→ **СПИСОК ЗАДАНИЙ**
A) От чего, согласно отрывку воспоминаний о семье, умер дядя Коля?
B) Перепишите из отрывка воспоминаний о семье всё, что идёт от слов «Папа и дядя» вниз до слов «сохранилась такая фотография.».
C) Напишите продолжение отрывка воспоминаний о семье, начиная сразу после его последнего предложения.

→ **ФРАГМЕНТ ДОКУМЕНТА**
Папа и дядя Коля стали друзьями ещё в Петербургском Университете. Вместе снимали квартиру, у них был один круг друзей. Ещё до своего увлечения Ниной Александровной Давыдовой, первой своей женой, папа давал уроки игры на рояле маме, с которой его познакомил её брат дядя Коля. Когда отец женился на Давыдовой, мама очень переживала и вскоре заболела чахоткой. Родители отправили её в Боржом к Евгении Михайловне Островской, подруге бабы Саши. Было время, когда баба Саша помогла Евгении Михайловне в смысле здоровья, а теперь Евгения Михайловна принимала у себя больную маму. В 1929 году в связи с больными гландами и я была отправлена к ней в Боржом. У неё и её сестры Людмилы Михайловны там был свой дом. Они жили с грузинами мирно, наряжали меня в грузинское платье - сохранилась такая фотография.

Дядя Коля женился на ученице Н.К. Рериха и И.Я. Билибина в Рисовальной школе Поощрения Александре Васильевне Щекатихиной, которую у нас в семье называли «Аща», «Пупа» и «рязанская пуговка». У них родился Славчик, почти ровесник моей младшей сестры Тани, спутник её детских игр. Дядя Коля умер вскоре после революции от рака желудка.

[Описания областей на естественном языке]
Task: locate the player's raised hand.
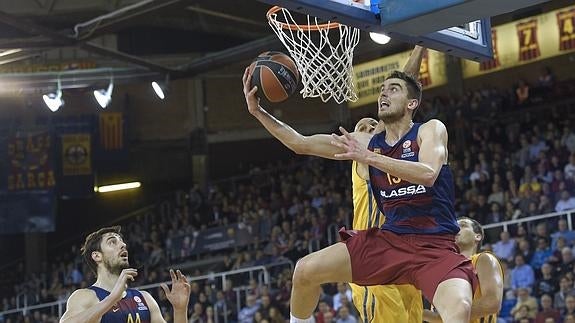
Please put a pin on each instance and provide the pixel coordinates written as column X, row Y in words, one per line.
column 250, row 92
column 179, row 296
column 122, row 283
column 353, row 149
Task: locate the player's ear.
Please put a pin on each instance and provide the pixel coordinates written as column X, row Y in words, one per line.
column 96, row 256
column 413, row 104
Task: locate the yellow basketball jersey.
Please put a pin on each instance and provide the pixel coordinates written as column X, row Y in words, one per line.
column 365, row 212
column 491, row 317
column 379, row 304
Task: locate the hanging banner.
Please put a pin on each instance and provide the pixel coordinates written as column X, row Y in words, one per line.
column 31, row 162
column 111, row 130
column 368, row 77
column 528, row 40
column 76, row 154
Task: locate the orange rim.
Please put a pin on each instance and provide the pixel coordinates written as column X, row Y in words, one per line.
column 295, row 27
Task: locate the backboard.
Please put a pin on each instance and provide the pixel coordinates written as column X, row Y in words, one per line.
column 459, row 27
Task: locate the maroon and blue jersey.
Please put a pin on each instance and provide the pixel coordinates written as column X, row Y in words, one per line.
column 412, row 208
column 130, row 309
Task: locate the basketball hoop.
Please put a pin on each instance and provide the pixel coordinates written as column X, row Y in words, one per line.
column 326, row 69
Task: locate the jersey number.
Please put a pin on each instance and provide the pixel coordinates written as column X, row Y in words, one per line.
column 393, row 180
column 131, row 319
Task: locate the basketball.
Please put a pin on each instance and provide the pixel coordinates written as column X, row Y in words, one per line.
column 276, row 76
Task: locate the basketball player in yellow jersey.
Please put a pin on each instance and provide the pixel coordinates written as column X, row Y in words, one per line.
column 390, row 303
column 489, row 294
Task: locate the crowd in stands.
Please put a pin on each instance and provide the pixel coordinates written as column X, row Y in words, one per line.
column 512, row 156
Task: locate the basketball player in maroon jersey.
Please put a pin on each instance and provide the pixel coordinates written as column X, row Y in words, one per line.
column 109, row 300
column 409, row 173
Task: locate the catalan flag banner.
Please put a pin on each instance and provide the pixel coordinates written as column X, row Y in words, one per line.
column 111, row 131
column 367, row 77
column 76, row 154
column 528, row 40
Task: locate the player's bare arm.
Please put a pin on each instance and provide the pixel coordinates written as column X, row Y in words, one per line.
column 84, row 306
column 414, row 62
column 491, row 283
column 317, row 145
column 432, row 139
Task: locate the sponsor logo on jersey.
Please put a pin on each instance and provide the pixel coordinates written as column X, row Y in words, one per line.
column 411, row 154
column 403, row 191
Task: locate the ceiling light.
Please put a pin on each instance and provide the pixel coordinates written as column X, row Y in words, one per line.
column 158, row 89
column 117, row 187
column 54, row 100
column 104, row 96
column 381, row 39
column 161, row 88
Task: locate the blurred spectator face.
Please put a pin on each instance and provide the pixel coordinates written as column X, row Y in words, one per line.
column 522, row 293
column 562, row 225
column 343, row 312
column 546, row 269
column 341, row 288
column 546, row 302
column 250, row 300
column 323, row 307
column 565, row 284
column 566, row 255
column 542, row 244
column 570, row 303
column 266, row 301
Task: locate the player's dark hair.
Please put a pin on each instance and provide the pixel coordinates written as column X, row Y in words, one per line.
column 477, row 228
column 414, row 87
column 93, row 242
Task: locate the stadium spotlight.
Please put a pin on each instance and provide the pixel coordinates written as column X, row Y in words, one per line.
column 381, row 39
column 104, row 96
column 161, row 88
column 117, row 187
column 54, row 100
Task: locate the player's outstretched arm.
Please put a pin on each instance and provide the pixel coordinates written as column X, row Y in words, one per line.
column 83, row 305
column 179, row 297
column 432, row 139
column 414, row 62
column 491, row 282
column 317, row 145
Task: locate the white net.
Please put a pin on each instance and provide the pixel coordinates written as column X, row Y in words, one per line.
column 323, row 53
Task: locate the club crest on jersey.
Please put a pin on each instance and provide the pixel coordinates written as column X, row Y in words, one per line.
column 141, row 305
column 403, row 191
column 406, row 144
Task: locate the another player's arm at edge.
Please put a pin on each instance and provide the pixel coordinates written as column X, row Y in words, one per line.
column 491, row 283
column 83, row 306
column 180, row 316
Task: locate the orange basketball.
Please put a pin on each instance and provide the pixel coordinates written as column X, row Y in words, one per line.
column 276, row 76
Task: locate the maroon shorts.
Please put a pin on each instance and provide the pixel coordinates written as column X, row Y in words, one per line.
column 381, row 257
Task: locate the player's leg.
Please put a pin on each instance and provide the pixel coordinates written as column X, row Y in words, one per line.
column 329, row 265
column 453, row 299
column 388, row 305
column 412, row 300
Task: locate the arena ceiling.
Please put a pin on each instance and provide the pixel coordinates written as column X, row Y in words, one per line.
column 136, row 39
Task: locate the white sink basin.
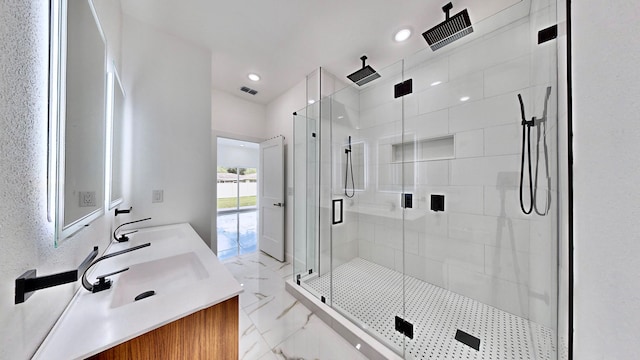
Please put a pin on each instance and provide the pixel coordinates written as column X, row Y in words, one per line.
column 164, row 276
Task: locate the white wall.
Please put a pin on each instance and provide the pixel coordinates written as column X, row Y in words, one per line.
column 606, row 54
column 167, row 82
column 26, row 238
column 280, row 122
column 232, row 155
column 232, row 115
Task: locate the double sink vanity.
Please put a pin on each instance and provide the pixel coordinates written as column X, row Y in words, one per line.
column 193, row 312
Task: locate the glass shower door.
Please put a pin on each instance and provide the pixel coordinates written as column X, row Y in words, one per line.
column 366, row 176
column 479, row 274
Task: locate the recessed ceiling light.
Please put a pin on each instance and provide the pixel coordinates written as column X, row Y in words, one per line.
column 402, row 35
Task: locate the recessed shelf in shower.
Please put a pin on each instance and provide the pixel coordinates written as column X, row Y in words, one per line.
column 438, row 148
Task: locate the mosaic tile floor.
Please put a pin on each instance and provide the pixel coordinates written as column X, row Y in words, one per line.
column 372, row 294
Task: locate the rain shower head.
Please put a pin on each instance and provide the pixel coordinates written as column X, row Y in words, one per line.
column 450, row 30
column 364, row 75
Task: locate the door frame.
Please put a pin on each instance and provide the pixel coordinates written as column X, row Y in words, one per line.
column 215, row 134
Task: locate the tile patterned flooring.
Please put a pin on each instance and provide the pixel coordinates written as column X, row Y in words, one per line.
column 273, row 324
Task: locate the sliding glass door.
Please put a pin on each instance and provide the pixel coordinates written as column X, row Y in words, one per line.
column 237, row 211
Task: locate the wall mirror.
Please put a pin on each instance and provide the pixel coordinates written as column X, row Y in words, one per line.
column 77, row 116
column 116, row 134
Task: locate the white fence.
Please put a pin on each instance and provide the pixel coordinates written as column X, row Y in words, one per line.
column 227, row 190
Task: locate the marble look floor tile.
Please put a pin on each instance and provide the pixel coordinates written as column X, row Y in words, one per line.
column 316, row 340
column 252, row 345
column 278, row 317
column 268, row 356
column 244, row 264
column 259, row 286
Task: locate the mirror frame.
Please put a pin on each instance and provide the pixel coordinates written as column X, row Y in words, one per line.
column 57, row 120
column 113, row 84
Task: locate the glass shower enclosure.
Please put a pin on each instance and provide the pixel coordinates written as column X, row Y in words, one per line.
column 429, row 217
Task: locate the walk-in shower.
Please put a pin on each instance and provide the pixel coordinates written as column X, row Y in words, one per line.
column 432, row 255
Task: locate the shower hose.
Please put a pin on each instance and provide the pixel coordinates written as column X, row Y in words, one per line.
column 526, row 148
column 349, row 168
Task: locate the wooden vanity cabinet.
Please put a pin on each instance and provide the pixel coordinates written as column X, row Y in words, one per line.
column 211, row 333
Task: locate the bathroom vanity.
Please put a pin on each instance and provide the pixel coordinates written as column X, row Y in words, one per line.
column 193, row 312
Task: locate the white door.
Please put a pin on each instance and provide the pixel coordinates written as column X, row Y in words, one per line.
column 271, row 198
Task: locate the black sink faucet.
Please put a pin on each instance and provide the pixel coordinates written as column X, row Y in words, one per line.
column 124, row 237
column 103, row 283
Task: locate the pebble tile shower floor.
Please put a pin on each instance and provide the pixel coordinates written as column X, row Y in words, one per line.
column 373, row 295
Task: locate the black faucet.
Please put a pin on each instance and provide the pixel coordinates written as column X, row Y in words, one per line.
column 28, row 282
column 124, row 237
column 103, row 283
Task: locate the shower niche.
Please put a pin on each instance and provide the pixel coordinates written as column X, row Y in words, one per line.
column 423, row 150
column 481, row 268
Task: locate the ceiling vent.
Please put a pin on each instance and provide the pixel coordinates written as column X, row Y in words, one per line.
column 249, row 90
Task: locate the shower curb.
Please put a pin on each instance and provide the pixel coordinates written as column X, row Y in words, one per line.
column 369, row 346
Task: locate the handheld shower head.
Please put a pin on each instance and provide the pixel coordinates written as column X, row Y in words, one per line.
column 348, row 149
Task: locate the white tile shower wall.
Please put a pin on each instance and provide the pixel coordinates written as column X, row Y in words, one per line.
column 482, row 246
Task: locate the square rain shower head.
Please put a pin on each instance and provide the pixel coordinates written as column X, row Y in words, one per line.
column 364, row 75
column 448, row 31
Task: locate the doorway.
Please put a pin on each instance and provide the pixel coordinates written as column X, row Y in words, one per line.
column 237, row 197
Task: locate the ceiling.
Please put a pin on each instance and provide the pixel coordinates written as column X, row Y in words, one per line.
column 284, row 40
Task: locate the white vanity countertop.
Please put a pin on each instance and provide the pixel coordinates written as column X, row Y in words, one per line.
column 93, row 323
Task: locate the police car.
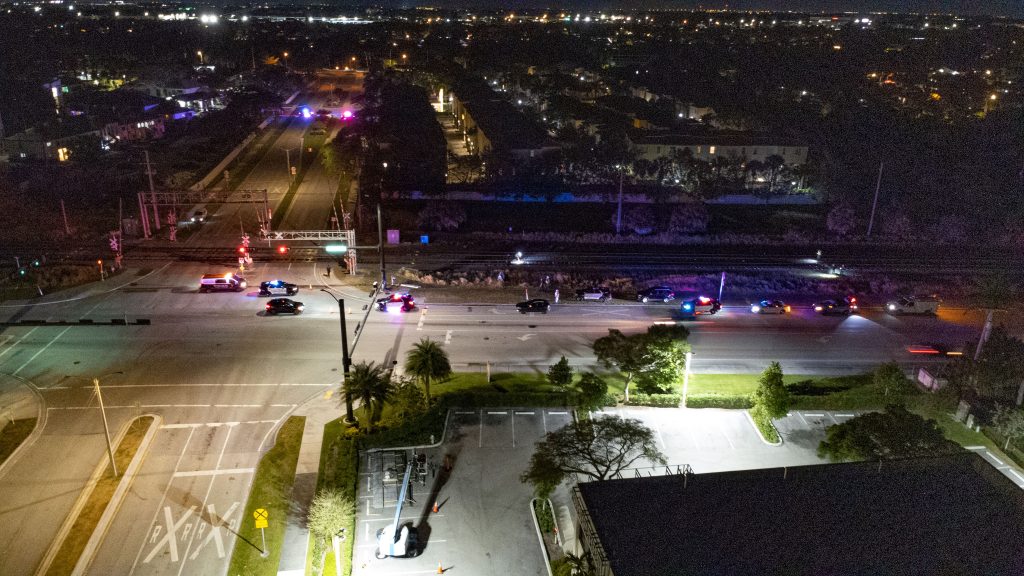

→ **ОТВЕТЫ К ЗАДАНИЯМ**
A) От рака желудка.

B)
Папа и дядя Коля стали друзьями ещё в Петербургском Университете. Вместе снимали квартиру, у них был один круг друзей. Ещё до своего увлечения Ниной Александровной Давыдовой, первой своей женой, папа давал уроки игры на рояле маме, с которой его познакомил её брат дядя Коля. Когда отец женился на Давыдовой, мама очень переживала и вскоре заболела чахоткой. Родители отправили её в Боржом к Евгении Михайловне Островской, подруге бабы Саши. Было время, когда баба Саша помогла Евгении Михайловне в смысле здоровья, а теперь Евгения Михайловна принимала у себя больную маму. В 1929 году в связи с больными гландами и я была отправлена к ней в Боржом. У неё и её сестры Людмилы Михайловны там был свой дом. Они жили с грузинами мирно, наряжали меня в грузинское платье - сохранилась такая фотография.

C)
Дядя Шура (Александр Потоцкий) был актёром, тоже очень рано умер от испанки в годы Гражданской войны у нас в доме. Дядю Шуру мы в детстве любили, он был адресатом целой серии наших со Златой писем, которые мы писали ему из санатории в возрасте 7-10 лет. В семье был известен «Шуркин кофе», то есть кофе, получавшийся после заваривания кипятком уже питой кофейной гущи. Дядя Шура после очередного спектакля на следующий день вставал, как правило, очень поздно, когда свежего кофе уже не было, и ему приходилось готовить «Шуркин».

Баба Оля (сестра бабы Саши и тёти Ани) вышла замуж за Казанского. До сих пор мне не ясно, кто же был её муж. С детства я помнила, что его брат или кузен был священником в высоком сане. В начале 1920-х годов отец, когда мы были с ним на прогулке, показал фотографии расстрелянных иерархов Православной Церкви, и среди них был он. Снимки были вывешены на всеобщее обозрение на Невском проспекте в окне учреждения, где их судили. Сравнительно недавно у меня появилась фотография, на которой этот пастырь снят в рясе, с крестом, и она мне напомнила то страшное отцовское указание. Лишь теперь я узнала, что на снимке был снят митрополит Вениамин (Казанский), канонизированный в новейшее время как священномученик...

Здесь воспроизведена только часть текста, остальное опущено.